* **Task statement**:
In the records below, write out word for word every line from the one containing "Every instance of the woman with dark" through the one containing "<point>408,458</point>", with both of those lines included.

Records from a point labeling set:
○ ○ ○ ○ ○ ○ ○

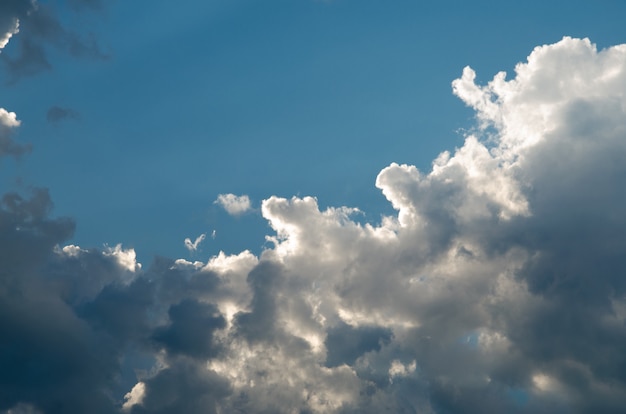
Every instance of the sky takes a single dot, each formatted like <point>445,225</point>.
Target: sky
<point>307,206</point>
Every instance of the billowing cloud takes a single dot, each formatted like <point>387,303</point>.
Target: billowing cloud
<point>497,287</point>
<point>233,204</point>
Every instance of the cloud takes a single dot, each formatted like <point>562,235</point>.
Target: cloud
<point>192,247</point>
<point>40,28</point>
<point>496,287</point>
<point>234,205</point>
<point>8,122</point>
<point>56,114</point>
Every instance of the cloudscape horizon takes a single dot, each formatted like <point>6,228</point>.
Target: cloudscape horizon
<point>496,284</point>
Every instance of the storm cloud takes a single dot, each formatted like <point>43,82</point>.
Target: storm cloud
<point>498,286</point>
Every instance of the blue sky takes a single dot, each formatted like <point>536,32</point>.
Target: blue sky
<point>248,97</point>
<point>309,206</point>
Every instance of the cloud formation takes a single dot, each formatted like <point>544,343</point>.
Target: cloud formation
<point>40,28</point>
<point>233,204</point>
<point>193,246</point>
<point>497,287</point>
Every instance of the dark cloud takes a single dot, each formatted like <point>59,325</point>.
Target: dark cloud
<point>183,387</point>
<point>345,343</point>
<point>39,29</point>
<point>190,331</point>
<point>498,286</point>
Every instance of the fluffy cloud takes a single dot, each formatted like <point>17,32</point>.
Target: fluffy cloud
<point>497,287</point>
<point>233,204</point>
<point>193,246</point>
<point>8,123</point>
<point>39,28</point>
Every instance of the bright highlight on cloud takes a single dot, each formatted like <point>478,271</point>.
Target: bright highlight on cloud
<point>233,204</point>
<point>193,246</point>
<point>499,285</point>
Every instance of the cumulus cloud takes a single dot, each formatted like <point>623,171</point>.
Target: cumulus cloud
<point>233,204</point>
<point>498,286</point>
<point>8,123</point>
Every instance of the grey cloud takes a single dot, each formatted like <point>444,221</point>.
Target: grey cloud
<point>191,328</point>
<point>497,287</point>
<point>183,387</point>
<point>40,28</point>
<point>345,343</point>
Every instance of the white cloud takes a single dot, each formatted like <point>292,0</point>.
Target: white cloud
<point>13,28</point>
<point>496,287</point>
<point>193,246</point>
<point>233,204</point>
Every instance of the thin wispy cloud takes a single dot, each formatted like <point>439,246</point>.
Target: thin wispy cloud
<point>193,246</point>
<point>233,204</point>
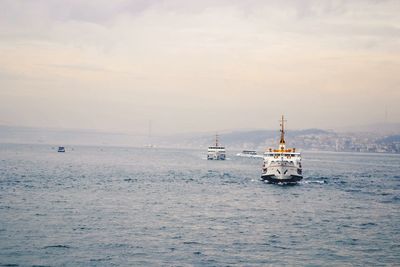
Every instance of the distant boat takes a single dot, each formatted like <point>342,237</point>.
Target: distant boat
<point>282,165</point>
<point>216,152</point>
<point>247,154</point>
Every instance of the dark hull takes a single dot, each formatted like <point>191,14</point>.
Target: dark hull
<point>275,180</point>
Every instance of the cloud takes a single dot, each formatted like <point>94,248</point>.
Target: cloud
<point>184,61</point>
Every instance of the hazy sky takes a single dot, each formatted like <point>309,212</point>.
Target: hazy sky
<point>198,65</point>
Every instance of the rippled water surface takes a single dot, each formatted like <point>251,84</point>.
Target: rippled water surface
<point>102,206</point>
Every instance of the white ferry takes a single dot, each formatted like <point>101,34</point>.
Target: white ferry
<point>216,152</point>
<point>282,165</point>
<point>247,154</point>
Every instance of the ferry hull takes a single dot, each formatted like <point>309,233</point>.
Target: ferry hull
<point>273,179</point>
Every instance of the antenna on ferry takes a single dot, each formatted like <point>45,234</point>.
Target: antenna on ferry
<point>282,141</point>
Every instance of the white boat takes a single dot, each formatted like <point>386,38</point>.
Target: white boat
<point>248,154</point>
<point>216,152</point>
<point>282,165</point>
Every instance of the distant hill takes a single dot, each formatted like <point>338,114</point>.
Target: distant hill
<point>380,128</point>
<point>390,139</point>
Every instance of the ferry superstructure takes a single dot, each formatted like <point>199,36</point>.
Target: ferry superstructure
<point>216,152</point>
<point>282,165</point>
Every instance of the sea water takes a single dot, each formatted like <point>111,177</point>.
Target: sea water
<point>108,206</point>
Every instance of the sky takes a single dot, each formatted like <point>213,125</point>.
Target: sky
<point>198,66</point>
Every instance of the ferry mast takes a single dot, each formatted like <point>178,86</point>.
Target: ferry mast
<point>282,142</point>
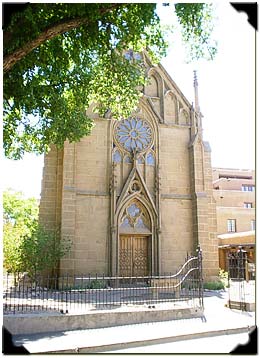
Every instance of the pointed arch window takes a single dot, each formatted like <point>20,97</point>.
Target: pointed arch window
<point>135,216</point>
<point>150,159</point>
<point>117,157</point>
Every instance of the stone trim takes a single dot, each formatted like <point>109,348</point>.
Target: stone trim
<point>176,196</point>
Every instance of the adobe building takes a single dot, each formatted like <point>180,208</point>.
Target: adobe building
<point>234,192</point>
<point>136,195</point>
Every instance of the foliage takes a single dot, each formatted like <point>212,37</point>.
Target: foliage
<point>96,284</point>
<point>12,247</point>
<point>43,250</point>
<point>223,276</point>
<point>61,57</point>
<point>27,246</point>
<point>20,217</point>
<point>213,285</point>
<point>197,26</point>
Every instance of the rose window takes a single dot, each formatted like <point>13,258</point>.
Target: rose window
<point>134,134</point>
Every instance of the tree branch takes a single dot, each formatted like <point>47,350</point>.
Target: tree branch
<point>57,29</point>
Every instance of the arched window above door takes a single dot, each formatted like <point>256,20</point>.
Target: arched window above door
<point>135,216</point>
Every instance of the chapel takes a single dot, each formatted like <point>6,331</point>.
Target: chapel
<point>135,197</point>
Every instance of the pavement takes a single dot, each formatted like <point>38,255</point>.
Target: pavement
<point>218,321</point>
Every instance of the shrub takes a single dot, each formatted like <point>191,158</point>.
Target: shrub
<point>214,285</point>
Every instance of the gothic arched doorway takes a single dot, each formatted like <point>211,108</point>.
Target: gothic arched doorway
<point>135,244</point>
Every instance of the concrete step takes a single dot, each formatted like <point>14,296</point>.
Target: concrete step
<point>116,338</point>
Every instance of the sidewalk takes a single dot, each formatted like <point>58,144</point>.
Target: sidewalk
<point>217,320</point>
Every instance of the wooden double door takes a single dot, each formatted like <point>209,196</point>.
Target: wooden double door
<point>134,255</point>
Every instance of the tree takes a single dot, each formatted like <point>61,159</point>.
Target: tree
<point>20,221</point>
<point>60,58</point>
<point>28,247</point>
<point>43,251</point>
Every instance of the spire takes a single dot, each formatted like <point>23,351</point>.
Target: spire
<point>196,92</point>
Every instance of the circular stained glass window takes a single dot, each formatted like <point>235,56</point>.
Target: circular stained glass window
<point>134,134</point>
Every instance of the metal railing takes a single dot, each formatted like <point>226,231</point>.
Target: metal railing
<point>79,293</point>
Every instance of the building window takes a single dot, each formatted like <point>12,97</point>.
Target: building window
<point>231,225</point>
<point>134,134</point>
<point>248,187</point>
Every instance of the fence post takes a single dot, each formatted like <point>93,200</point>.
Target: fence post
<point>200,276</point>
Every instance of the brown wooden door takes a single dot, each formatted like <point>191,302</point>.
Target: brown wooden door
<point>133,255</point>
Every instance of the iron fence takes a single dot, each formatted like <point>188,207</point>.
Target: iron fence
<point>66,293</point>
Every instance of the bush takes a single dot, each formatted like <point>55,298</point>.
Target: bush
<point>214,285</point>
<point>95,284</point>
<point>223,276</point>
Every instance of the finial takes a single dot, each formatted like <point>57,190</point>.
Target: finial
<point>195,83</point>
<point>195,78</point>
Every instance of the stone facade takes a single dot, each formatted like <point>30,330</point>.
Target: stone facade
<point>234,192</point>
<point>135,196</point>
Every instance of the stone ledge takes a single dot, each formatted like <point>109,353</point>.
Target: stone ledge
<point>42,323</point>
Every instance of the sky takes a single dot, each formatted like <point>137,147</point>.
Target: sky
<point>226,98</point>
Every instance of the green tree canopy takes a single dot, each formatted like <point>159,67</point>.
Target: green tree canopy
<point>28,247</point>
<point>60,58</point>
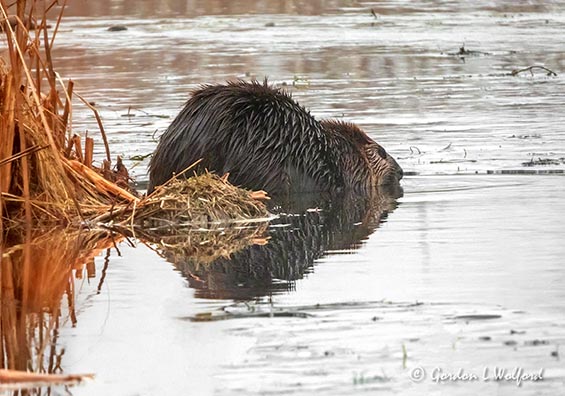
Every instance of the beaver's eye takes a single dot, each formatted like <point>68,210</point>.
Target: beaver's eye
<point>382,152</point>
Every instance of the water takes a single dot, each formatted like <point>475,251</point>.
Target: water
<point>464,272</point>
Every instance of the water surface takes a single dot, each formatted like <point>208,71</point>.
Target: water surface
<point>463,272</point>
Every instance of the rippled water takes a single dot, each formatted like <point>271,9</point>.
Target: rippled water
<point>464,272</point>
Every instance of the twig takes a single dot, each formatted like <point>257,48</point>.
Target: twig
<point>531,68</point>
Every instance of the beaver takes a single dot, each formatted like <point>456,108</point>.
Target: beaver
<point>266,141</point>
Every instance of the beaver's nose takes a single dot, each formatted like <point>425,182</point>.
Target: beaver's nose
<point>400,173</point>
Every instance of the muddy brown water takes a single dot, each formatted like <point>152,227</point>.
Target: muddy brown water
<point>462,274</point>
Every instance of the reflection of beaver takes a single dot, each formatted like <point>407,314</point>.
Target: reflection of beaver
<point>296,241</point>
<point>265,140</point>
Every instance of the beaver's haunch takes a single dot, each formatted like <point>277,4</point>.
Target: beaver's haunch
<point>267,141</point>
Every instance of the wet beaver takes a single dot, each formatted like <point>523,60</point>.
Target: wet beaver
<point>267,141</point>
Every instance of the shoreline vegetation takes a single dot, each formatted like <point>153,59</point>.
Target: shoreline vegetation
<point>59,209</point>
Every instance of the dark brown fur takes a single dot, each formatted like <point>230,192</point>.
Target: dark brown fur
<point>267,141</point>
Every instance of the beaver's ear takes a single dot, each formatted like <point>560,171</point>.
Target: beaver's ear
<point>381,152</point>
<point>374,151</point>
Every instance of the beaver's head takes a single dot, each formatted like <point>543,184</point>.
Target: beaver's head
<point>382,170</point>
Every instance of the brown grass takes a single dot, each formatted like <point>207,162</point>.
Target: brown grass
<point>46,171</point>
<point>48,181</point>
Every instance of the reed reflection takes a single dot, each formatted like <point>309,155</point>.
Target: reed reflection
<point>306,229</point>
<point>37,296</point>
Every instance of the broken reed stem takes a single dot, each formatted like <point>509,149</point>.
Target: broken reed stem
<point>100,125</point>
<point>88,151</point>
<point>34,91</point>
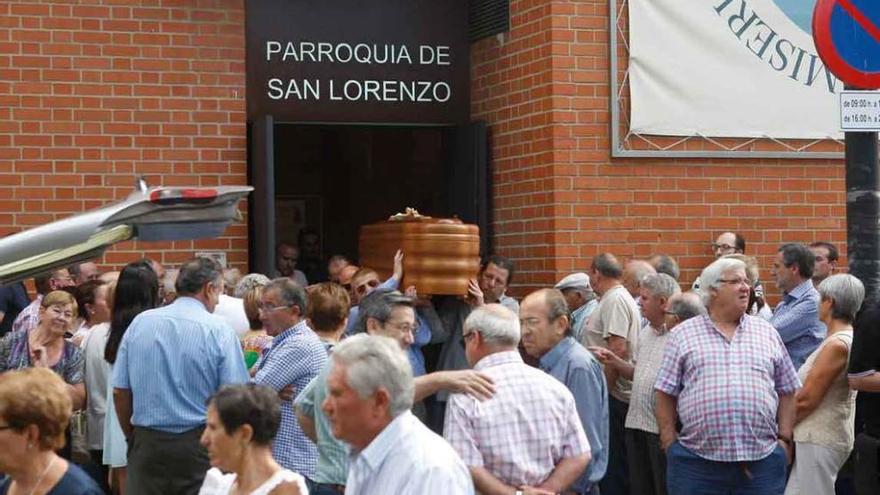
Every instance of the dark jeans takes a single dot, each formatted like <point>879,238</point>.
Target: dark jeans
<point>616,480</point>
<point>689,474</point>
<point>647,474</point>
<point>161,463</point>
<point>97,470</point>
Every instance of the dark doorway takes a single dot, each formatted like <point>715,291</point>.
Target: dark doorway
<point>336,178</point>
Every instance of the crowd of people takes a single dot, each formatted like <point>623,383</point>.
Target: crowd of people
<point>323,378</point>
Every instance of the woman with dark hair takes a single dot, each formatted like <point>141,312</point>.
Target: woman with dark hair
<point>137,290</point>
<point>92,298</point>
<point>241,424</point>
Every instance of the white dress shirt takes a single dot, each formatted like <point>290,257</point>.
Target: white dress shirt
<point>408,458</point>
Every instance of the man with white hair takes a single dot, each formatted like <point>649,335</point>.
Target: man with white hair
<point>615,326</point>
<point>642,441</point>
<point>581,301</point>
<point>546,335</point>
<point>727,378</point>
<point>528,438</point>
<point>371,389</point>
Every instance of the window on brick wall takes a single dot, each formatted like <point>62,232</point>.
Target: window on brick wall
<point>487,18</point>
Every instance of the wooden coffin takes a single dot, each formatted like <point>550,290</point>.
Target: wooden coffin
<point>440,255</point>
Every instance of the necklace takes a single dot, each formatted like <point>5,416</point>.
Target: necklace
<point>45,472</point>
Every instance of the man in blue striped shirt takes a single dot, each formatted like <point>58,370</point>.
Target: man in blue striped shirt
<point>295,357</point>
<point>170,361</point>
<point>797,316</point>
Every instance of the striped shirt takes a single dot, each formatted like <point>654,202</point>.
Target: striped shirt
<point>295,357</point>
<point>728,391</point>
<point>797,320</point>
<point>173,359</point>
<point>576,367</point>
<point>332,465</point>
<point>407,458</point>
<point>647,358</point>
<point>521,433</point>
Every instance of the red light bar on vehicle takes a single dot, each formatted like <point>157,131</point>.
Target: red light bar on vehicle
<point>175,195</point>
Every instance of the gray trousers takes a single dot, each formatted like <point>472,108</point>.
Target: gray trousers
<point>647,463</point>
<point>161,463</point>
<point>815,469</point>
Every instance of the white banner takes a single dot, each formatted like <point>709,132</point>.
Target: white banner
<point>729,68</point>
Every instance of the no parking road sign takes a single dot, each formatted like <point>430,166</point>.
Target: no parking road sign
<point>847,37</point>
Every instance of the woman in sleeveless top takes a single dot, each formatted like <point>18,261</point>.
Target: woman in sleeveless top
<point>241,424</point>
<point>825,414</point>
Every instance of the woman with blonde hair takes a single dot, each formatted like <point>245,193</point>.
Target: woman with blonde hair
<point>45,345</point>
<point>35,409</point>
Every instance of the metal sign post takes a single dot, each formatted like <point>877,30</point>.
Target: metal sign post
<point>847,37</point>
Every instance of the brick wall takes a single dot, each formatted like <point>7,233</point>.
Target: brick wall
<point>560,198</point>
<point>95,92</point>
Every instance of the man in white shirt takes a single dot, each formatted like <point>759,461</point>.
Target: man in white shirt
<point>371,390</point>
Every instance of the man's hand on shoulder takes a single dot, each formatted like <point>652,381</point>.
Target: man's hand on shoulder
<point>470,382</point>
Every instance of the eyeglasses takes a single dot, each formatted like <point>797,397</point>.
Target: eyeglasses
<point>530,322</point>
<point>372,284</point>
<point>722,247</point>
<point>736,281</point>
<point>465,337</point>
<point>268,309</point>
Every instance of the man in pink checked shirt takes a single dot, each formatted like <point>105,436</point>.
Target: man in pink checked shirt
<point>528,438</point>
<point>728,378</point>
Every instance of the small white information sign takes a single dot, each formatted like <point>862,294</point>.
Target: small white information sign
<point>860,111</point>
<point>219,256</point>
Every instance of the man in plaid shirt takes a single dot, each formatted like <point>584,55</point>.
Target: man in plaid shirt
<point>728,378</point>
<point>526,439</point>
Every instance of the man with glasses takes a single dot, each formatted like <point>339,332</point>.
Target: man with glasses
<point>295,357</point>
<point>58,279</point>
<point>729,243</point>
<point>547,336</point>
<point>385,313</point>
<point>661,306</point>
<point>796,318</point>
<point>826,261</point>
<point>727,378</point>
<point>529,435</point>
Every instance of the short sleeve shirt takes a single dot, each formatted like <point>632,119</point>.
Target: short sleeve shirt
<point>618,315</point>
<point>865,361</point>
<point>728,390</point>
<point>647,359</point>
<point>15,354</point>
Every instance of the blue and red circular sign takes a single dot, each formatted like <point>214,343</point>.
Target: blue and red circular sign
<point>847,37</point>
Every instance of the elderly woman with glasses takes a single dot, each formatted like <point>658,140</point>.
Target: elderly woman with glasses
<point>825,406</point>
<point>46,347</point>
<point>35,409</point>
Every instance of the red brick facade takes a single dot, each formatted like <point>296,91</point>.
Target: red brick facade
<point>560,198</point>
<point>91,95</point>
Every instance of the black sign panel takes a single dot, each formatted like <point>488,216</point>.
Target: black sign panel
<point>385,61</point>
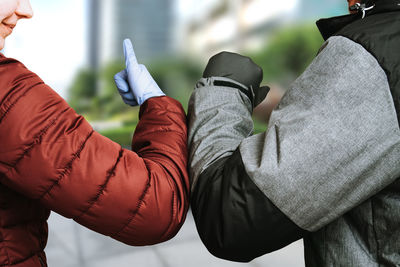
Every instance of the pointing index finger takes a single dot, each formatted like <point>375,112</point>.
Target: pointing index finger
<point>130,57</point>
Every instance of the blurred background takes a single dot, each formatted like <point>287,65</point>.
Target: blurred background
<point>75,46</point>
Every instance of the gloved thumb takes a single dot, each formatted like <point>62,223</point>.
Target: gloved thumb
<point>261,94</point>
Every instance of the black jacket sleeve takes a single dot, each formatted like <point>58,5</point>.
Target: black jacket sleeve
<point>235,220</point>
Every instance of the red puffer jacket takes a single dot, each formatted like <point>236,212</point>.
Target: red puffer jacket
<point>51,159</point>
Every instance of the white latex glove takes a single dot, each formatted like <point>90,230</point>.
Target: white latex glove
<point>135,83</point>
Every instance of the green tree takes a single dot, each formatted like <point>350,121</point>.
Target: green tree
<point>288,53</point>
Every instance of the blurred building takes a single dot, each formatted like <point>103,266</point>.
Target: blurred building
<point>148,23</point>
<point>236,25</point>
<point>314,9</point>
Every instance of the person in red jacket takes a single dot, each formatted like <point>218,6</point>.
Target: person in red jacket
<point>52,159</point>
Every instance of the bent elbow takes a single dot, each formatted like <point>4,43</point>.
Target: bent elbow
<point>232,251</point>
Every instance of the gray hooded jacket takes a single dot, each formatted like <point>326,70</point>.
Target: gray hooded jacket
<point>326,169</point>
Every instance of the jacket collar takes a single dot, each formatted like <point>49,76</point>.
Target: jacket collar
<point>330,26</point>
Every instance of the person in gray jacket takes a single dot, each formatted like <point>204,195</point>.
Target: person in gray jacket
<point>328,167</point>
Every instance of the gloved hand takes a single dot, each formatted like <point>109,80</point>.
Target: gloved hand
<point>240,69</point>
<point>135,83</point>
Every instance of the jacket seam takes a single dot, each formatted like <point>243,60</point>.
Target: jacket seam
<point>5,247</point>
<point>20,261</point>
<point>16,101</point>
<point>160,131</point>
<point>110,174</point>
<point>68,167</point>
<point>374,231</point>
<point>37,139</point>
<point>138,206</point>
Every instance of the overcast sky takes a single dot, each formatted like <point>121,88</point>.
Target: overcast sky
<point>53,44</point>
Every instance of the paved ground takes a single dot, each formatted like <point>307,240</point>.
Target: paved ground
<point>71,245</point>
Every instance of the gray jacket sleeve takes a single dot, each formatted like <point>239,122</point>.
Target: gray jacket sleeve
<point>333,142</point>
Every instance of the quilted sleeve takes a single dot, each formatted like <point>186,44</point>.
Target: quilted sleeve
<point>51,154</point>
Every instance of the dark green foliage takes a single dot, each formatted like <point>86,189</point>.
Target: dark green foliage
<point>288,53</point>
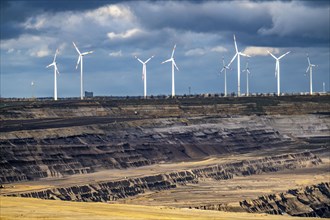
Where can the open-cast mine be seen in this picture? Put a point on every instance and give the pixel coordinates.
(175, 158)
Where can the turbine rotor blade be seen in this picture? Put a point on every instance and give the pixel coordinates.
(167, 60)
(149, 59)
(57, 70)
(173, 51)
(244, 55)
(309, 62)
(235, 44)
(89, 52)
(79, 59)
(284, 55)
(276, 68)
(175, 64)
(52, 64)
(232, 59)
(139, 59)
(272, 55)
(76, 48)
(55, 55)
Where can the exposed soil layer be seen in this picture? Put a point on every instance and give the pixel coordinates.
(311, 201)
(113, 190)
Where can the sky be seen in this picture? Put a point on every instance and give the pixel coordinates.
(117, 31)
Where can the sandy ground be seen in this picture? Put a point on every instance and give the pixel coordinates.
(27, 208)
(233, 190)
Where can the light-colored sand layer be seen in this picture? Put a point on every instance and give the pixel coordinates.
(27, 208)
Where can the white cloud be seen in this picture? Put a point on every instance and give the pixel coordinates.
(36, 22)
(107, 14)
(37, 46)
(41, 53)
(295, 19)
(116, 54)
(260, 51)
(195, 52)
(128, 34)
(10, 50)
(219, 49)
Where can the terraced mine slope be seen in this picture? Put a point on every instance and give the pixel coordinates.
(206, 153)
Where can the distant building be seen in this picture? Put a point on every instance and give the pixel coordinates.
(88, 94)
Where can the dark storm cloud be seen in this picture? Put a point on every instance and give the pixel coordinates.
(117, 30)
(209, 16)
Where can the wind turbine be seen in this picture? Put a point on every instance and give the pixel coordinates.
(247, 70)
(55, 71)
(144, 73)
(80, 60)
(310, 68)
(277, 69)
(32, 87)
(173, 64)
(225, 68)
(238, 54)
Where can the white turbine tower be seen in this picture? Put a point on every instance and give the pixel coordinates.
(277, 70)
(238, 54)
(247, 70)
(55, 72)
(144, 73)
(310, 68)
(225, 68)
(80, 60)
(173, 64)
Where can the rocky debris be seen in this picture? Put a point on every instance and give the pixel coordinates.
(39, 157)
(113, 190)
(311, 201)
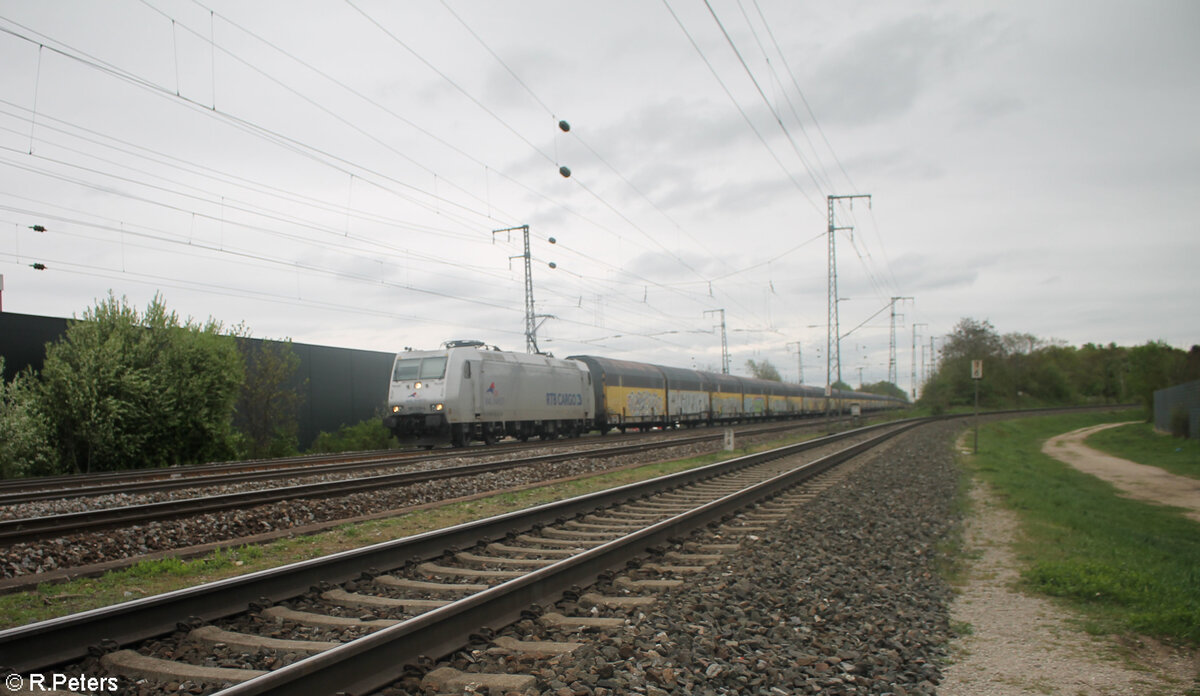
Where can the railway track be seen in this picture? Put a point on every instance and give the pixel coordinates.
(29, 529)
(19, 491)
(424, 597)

○ ○ ○ ○ ○ ○ ○

* **Task result**:
Every instance of the woman with dark hair takes a single dot, each formatted like <point>141,312</point>.
Target: woman with dark hair
<point>137,290</point>
<point>92,298</point>
<point>241,424</point>
Every instance of the white dress shirt takes a single dot, each formatted like <point>290,257</point>.
Target: white dress shirt
<point>408,458</point>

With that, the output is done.